It would have been obvious to one of ordinary skill in the art before the effective filing date of the claimed invention to combine Paul's compiler-based power management technique with Mohammad's distributed workload-aware power limiting across multiple heterogeneous compute elements in order to extend the energy efficiency benefits of compiler-based per-layer DVFS to distributed computing environments comprising multiple heterogeneous processing devices, thereby improving overall system performance under power constraints (Mohammad, Abstract). Both Paul and Mohammad are directed to workload-aware power management for processing devices, and applying Paul's per-layer voltage/frequency adjustments to each device in Mohammad's distributed system would yield the predictable result of improved energy efficiency across the distributed computing system.
Regarding Claim 12, Paul and Mohammad teach
The method of Claim 1.
Paul and Mohammad further teach
wherein injecting the power state instruction into the compiled code is further based on a cost model (Paul, Para [0024], “Operation 306 may include determining the optimal compute and memory power for each layer to send to the VPU. The determination may include a voltage and/or frequency to send to the DPU 110 and/or the CMX 112 discussed in FIG. 1 , above. Returning to FIG. 3 , once the compute and memory intensive layers have been identified in Operations 302 and 304, a determination may be made of the optimal power level or frequency for the DPU 110, which may lead to the lowest energy within a performance degradation threshold for execution of the neural network (e.g., five percent)”; Mohammad, Abstract, "learning the coefficients of a power-frequency model for each compute element for the present workload") Examiner Comments: Both Paul's optimization model for determining optimal power levels and Mohammad's learned power-frequency model constitute cost models used to determine power state settings.
It would have been obvious to one of ordinary skill in the art before the effective filing date of the claimed invention to combine Paul's compiler-based power management technique with Mohammad's distributed workload-aware power limiting across multiple heterogeneous compute elements in order to extend the energy efficiency benefits of compiler-based per-layer DVFS to distributed computing environments comprising multiple heterogeneous processing devices, thereby improving overall system performance under power constraints (Mohammad, Abstract). Both Paul and Mohammad are directed to workload-aware power management for processing devices, and applying Paul's per-layer voltage/frequency adjustments to each device in Mohammad's distributed system would yield the predictable result of improved energy efficiency across the distributed computing system.
Regarding Claim 13, Paul and Mohammad teach
The method of Claim 12.
============================================================
For each statement, say yes or no to whether it agrees with the office action excerpt, and quote the words that decide it: (a) Paul gives five percent as an example of a performance degradation threshold; (b) Claim 13 depends directly on Claim 1; (c) the examiner treats Mohammad's learned power-frequency model as a cost model. The listing that comes next is from a separate source, not from the office action excerpt.
============================================================
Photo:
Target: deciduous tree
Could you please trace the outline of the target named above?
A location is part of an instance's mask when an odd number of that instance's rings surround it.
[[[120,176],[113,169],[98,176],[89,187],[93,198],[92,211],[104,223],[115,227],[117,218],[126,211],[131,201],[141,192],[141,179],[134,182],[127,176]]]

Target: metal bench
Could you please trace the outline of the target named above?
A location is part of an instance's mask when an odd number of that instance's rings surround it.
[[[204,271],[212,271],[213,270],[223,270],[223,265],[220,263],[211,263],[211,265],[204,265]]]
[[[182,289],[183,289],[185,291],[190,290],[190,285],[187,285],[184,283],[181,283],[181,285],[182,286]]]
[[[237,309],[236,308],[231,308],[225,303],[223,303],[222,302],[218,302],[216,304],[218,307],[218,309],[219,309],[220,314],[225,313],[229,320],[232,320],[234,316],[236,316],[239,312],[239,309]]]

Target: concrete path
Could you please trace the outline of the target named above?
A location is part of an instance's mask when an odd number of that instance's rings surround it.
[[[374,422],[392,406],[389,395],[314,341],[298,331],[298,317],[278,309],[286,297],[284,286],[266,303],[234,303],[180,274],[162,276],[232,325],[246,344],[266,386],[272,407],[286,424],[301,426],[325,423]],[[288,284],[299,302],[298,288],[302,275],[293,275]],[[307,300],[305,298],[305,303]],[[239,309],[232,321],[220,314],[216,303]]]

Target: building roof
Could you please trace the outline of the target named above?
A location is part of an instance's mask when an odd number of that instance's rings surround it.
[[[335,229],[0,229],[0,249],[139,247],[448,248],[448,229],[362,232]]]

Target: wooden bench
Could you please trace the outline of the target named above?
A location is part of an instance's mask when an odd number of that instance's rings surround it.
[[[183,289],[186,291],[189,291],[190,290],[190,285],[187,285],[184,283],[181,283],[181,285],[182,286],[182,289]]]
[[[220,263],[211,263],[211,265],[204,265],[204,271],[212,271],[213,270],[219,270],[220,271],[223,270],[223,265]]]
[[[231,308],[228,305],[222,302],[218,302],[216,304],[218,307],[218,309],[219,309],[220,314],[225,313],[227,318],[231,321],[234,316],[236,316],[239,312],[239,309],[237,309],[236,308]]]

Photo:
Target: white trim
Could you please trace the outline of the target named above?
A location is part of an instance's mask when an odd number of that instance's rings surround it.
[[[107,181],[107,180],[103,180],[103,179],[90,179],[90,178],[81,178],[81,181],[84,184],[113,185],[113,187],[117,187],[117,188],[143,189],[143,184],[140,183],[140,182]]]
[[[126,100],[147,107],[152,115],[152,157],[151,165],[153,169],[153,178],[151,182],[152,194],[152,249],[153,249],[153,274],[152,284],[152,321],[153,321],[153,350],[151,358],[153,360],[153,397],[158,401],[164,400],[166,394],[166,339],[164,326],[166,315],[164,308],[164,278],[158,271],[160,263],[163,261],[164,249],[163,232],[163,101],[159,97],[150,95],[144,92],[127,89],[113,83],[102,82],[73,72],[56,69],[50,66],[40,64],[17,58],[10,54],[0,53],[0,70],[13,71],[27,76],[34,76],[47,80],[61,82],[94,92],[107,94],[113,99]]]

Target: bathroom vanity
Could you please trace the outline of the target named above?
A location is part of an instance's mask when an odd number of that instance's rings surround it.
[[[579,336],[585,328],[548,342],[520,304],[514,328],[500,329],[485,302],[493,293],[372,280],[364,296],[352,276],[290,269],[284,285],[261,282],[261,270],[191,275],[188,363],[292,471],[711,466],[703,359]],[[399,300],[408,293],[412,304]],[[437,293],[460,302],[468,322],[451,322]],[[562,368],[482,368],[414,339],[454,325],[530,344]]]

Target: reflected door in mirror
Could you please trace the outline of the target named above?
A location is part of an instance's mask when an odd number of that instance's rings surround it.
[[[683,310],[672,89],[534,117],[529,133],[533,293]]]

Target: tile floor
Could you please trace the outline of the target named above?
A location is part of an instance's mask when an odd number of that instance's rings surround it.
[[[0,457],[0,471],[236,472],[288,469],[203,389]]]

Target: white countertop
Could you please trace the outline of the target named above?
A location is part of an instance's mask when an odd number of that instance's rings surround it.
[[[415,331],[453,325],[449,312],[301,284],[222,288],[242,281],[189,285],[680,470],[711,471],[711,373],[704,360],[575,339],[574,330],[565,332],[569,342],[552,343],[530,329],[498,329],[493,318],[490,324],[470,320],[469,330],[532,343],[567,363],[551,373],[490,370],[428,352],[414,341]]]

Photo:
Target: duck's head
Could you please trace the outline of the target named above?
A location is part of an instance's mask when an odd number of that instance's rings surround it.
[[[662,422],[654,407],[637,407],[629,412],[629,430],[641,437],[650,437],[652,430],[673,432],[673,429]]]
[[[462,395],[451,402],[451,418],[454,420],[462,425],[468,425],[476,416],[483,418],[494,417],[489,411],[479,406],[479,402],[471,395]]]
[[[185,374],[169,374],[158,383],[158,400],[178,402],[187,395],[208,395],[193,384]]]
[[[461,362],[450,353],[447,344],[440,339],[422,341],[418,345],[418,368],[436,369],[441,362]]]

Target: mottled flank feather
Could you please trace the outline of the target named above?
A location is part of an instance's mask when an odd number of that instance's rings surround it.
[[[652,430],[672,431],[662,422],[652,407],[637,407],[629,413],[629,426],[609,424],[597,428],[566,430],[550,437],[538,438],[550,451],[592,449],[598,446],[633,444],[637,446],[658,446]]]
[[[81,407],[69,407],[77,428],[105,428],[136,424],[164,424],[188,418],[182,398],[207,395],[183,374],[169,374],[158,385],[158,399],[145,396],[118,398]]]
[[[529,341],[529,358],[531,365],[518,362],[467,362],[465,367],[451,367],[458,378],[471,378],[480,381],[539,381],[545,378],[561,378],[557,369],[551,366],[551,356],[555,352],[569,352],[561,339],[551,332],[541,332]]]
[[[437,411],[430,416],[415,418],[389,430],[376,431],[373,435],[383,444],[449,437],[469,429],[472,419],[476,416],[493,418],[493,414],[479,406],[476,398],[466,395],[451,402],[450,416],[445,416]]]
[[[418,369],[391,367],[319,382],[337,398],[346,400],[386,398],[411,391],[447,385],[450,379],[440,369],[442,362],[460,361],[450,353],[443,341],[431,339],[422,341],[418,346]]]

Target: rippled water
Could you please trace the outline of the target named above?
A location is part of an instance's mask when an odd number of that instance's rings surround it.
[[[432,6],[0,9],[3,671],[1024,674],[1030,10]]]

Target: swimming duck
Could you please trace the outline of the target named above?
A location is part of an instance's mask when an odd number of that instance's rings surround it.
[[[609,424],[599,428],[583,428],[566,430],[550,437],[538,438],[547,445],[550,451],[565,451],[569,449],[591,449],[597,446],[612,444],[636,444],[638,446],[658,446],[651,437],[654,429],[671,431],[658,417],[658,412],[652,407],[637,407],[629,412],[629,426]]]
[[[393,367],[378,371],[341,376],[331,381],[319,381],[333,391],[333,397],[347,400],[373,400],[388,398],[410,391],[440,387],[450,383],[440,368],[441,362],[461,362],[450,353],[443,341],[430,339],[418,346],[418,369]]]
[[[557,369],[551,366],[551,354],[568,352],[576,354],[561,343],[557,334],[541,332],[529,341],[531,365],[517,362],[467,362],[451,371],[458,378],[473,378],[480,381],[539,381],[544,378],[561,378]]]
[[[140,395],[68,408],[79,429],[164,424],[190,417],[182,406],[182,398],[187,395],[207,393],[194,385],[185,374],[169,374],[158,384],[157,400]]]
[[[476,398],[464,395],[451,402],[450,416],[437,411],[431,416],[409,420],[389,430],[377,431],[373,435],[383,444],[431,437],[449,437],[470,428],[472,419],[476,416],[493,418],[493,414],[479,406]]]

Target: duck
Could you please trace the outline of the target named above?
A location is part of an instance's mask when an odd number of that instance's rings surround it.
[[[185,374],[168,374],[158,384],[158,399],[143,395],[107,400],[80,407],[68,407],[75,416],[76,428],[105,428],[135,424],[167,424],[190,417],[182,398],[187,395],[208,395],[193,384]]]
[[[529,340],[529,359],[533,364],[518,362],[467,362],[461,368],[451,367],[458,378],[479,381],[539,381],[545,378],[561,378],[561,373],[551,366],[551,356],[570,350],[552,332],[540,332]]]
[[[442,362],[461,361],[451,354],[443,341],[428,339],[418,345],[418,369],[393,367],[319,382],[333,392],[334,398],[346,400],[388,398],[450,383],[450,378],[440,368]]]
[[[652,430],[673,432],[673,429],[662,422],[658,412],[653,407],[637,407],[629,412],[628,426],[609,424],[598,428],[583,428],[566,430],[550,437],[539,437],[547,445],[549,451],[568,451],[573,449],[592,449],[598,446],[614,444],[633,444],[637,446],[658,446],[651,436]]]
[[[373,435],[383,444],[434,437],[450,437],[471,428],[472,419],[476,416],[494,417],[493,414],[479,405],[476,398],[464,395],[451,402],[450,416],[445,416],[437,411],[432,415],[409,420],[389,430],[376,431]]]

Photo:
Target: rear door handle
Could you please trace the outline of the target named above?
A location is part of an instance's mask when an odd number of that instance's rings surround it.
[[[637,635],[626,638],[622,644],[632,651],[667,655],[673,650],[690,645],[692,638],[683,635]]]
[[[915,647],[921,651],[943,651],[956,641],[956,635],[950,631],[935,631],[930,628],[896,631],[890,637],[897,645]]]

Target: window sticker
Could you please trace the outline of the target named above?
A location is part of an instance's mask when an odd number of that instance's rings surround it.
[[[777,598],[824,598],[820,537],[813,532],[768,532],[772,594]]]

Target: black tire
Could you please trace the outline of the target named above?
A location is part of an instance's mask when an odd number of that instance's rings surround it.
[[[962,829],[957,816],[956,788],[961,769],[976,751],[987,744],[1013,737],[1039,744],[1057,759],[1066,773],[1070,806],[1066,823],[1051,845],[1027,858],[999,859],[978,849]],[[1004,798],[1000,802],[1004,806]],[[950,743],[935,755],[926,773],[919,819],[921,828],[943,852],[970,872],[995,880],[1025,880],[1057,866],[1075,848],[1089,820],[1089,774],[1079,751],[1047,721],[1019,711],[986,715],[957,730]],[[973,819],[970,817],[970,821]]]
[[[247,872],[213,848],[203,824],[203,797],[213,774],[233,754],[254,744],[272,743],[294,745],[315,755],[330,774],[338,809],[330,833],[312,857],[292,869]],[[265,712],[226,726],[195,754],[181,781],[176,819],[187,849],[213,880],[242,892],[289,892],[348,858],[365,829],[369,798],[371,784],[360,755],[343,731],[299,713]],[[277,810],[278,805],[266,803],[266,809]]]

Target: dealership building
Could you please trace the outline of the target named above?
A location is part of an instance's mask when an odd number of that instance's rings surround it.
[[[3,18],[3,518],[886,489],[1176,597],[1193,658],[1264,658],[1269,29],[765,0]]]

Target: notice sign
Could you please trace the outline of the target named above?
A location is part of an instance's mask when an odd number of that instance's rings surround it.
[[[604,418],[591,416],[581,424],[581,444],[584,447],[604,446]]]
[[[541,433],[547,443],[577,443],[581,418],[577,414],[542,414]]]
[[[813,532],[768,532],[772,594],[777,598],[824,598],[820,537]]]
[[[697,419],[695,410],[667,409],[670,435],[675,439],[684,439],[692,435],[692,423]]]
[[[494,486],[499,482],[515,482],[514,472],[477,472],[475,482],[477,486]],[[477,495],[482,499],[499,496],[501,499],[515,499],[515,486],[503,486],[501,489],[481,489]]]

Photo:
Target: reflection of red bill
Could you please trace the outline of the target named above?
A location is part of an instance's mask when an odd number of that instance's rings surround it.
============================================================
Complete output
(a) Yes: "within a performance degradation threshold for execution of the neural network (e.g., five percent)"
(b) No: "The method of Claim 12."
(c) Yes: "Both Paul's optimization model for determining optimal power levels and Mohammad's learned power-frequency model constitute cost models used to determine power state settings."